Start of Materials provided
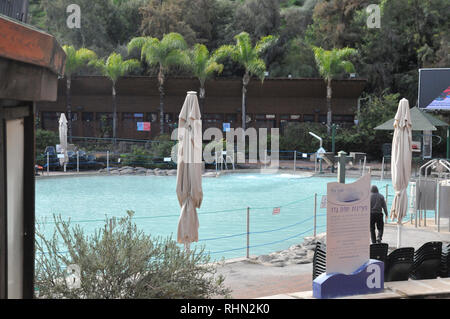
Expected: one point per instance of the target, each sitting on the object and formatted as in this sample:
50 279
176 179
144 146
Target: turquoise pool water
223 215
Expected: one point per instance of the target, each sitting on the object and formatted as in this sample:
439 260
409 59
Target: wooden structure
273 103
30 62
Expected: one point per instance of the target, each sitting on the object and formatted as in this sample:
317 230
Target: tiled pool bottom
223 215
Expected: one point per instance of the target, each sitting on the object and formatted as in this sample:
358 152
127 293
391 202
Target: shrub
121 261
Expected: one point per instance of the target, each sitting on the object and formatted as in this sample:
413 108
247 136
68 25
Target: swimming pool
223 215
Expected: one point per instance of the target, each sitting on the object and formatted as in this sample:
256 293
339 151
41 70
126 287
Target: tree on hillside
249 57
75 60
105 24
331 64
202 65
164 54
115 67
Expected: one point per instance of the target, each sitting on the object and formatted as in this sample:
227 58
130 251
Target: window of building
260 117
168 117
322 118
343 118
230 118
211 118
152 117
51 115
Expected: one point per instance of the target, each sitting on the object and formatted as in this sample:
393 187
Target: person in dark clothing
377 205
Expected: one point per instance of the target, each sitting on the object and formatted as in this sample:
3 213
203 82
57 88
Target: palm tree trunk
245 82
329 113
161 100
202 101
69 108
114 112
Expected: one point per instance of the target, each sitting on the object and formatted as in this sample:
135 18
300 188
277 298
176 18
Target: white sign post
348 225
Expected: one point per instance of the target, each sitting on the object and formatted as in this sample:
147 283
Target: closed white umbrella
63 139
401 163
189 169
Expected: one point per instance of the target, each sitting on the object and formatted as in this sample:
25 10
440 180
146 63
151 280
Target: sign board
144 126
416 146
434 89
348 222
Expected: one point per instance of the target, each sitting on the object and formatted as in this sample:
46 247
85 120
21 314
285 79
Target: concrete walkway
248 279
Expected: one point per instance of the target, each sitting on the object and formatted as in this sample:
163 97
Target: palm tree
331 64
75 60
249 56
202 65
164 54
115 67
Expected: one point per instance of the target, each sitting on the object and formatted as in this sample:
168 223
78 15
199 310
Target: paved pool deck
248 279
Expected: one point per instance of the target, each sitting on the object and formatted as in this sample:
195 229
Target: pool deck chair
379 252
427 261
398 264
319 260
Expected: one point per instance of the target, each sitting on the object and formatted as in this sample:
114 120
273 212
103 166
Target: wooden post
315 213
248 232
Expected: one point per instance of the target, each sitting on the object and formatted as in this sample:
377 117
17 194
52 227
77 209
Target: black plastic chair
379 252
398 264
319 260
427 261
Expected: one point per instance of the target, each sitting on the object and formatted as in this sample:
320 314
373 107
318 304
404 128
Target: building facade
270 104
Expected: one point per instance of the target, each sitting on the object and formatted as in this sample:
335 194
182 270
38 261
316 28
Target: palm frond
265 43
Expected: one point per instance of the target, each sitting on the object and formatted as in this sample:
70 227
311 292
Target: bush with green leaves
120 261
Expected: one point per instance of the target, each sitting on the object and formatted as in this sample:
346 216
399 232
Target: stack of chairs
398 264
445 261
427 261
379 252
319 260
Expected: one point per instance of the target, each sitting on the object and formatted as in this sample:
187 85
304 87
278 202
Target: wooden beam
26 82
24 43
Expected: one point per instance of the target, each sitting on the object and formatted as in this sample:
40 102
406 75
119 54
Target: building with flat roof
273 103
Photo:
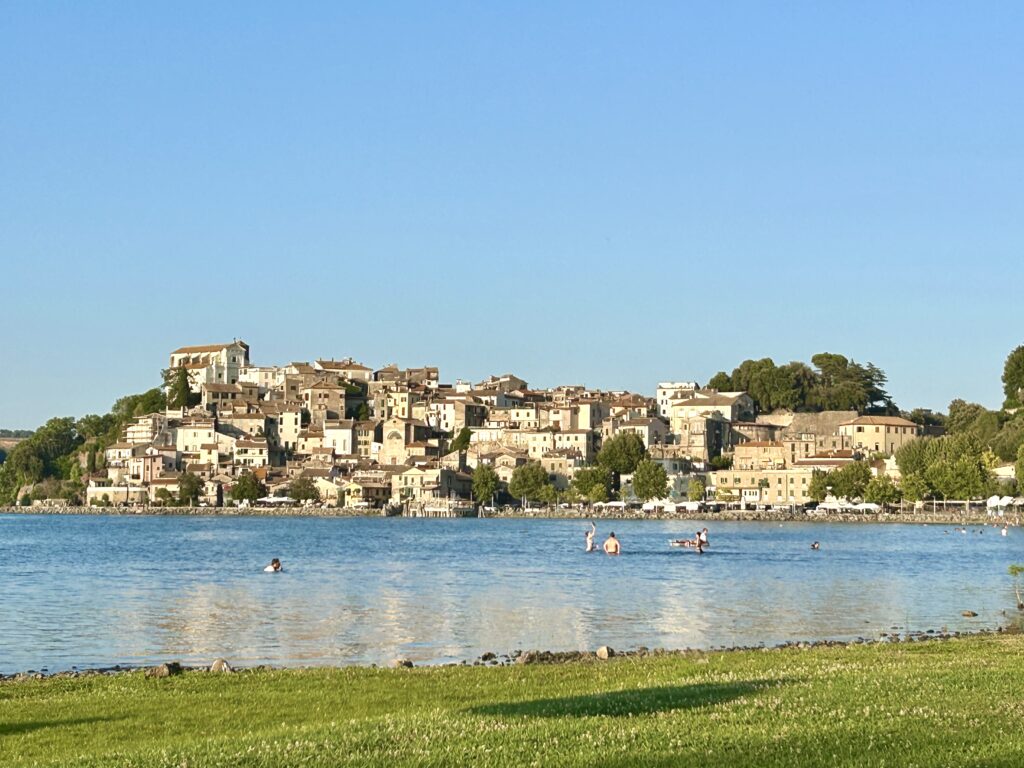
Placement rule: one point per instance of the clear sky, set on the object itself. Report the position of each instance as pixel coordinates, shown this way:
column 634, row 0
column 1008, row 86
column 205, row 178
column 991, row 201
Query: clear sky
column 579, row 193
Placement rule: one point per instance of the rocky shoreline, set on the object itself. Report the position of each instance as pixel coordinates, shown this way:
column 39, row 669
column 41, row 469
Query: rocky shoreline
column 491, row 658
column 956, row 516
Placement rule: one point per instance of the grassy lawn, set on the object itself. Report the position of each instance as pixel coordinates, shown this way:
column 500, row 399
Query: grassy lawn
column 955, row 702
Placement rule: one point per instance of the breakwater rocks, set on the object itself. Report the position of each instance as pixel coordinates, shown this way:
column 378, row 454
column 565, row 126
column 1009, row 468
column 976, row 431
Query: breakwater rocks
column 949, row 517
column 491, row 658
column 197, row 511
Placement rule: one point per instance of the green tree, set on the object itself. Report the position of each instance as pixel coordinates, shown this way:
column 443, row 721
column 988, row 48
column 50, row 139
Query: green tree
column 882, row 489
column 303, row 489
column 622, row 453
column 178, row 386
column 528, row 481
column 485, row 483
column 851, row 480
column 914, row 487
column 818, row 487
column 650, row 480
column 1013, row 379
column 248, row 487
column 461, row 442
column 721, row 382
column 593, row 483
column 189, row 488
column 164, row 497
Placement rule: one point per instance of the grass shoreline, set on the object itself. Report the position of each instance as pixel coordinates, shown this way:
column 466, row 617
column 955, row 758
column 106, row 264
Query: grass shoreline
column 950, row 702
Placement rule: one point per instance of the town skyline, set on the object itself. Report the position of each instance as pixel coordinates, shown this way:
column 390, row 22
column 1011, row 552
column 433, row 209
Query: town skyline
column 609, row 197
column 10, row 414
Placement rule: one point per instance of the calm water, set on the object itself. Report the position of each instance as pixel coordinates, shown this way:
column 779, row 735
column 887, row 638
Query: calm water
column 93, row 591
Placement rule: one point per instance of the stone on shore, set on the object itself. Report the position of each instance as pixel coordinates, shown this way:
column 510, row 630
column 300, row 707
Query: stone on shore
End of Materials provided
What to do: Copy every record exactly, but skip the pictures.

Task output:
Expected: one point per instance of the target, each sitting on the object and formatted as in this sample:
50 279
176 179
144 146
Target: turquoise pool water
223 215
Expected: one point per instance of the target, each sitting on the object and formatted as in this sample:
439 260
409 59
Target: wooden structure
273 103
30 62
Expected: one point per instance of the target, each sitting on the object and formatted as in this sample:
317 230
Target: tiled pool bottom
223 215
Expected: one point per instance of the target, each sitting on the object and formatted as in this sample:
358 152
127 293
391 202
Target: shrub
121 261
Expected: one point per instance of the target, each sitting on the object and formatted as in this sample:
413 108
247 136
68 25
Target: swimming pool
223 215
Expected: one point per instance of the target, each sitting on the object and formatted as in this sample:
256 293
339 151
41 70
126 287
Target: tree on hillside
249 57
75 60
105 24
331 64
202 65
164 54
115 67
Expected: one point per instance of the target, each sitting on the object and formatted as in this sample:
227 58
130 251
Target: window of building
260 117
168 117
322 118
343 118
230 118
211 118
152 117
51 115
Expected: one point per instance of the target, each sitting on the object and formatted as in this sample:
393 187
Target: person in dark clothing
377 205
Expected: one point per instance of the target, each sitting on the object and formatted as in this sample:
3 213
203 82
57 88
Target: palm tree trunk
245 82
329 113
161 100
202 101
69 108
114 112
Expected: one point per instance of the target, each sitting on the object and formatted as in this sample:
135 18
300 188
277 298
176 18
Target: white sign post
348 225
Expected: one point per instance of the target, each sitting on the object and formatted as in this sample:
147 283
Target: closed white umbrella
63 139
401 163
189 169
Expected: one point per instance of the target, each sitting on the object and formatted as in this sample:
25 10
440 180
146 63
151 280
Target: sign board
144 126
416 146
434 89
348 222
Expected: one point per instance of the target, each sitting on the object and formatted as in this sample:
46 247
85 120
21 314
285 79
Target: concrete walkway
248 279
Expected: one point per instance of the target, each sitting on the object and formatted as in this sample:
163 97
Target: palm tree
331 64
75 60
249 56
202 65
164 54
115 67
Expected: one point per instance of the target, each sitting on the object and formatted as in this sample:
168 223
78 15
199 310
Target: paved pool deck
248 279
Expected: one point per instance of the target, each sitting on the object and formatted as in this sample:
195 229
Target: pool deck chair
379 252
427 261
398 264
319 260
Expected: one point per instance of the target, each sitting on the object and formatted as in this sample:
114 120
273 212
103 166
Target: wooden post
315 213
248 232
Expected: one point per instance of the target, each sitting on the object and formatted as in this sample:
377 117
17 194
52 227
77 209
Target: black plastic chair
379 252
398 264
319 260
427 261
Expected: one point per instance of the target, each sitting on the object and formatted as in this sample:
320 314
373 107
318 304
404 128
Target: building facade
270 104
Expected: one point per instance of the target, each sitting on the object and formatted as in this sample:
335 194
182 270
38 261
316 28
Target: palm frond
265 43
Expected: one point per instance of the target, each sitting on the object and formatted as in this sample:
70 227
311 292
Target: bush with green leaves
120 261
Expected: one point per instance of the target, each sitting on the object and formatted as in this sample:
346 216
399 232
Target: stack of chairs
398 264
445 261
427 261
379 252
319 260
Expected: one point per instance of the target, each sitting on the object and formatted as in this sample:
187 85
304 87
278 202
Target: wooden beam
26 82
24 43
Expected: one point per instance of the target, each sitting on the object and formatted as in this sample:
40 102
406 75
119 54
Target: building with flat roof
273 103
Photo:
Placement rule: one point per instance of the clear sky, set on the object itself. Report the position of each instance as pixel coordinates, shown this way:
column 634, row 0
column 1008, row 86
column 205, row 178
column 991, row 201
Query: clear sky
column 579, row 193
Placement rule: one point per instance of the rocky shoreline, set on the object itself. Report the position of each instance as pixel coordinates, shown this way:
column 39, row 669
column 41, row 469
Query: rocky shoreline
column 491, row 658
column 956, row 516
Placement rule: one point per instance of the grassy lawn, set on the object itself. Report the position of each instance as pixel coordinates, shown this way:
column 500, row 399
Query: grassy lawn
column 955, row 702
Placement rule: one point per instance of the breakwater rocks, set on the object itself. Report the position of each instance as pixel coordinates, shown this way:
column 378, row 454
column 565, row 126
column 1009, row 468
column 976, row 431
Query: breakwater rocks
column 949, row 517
column 491, row 658
column 197, row 511
Placement rule: one point per instance of the green tree, set on the object itself. Report the position of each instance as pixel coordinates, shown this way:
column 443, row 721
column 988, row 48
column 50, row 139
Query: green tree
column 882, row 489
column 303, row 489
column 622, row 453
column 178, row 386
column 528, row 481
column 485, row 483
column 851, row 480
column 914, row 487
column 818, row 487
column 650, row 480
column 1013, row 379
column 248, row 487
column 461, row 442
column 721, row 382
column 593, row 483
column 189, row 488
column 164, row 497
Placement rule: one point per instance of the grass shoreline, set on the object itself. Report the position of each instance as pixel coordinates, shown this way:
column 466, row 617
column 955, row 758
column 106, row 264
Query: grass shoreline
column 950, row 702
Placement rule: one point per instance of the town skyline, set on the object itself. Report the position of each instance as pixel coordinates, shown this way:
column 390, row 22
column 1011, row 552
column 433, row 209
Query: town skyline
column 609, row 197
column 10, row 414
Placement rule: one point per instance of the calm water, set on the object itself. Report the position of each instance as pixel coordinates, shown this way:
column 779, row 735
column 887, row 638
Query: calm water
column 93, row 591
Placement rule: one point per instance of the stone on shore, set on the object itself. Report the position of each instance as pixel coordinates, shown this way:
column 510, row 630
column 300, row 707
Query: stone on shore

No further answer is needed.